• **Instructions for the task**: Can you render every one of the records below as a two-column CSV with the headers request and points, one row per record? Put each record's text and its answer in a single quoted field, replacing any line breaks with spaces.

• **Available data**:

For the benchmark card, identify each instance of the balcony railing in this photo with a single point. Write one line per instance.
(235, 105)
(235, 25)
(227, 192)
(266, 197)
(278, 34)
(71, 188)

• **Solution to this task**:
request,points
"For the benchmark card, identify each instance of the balcony railing in this photo with a single point. Write one line per instance.","(235, 105) (235, 25) (227, 192) (266, 197) (278, 34) (71, 188)"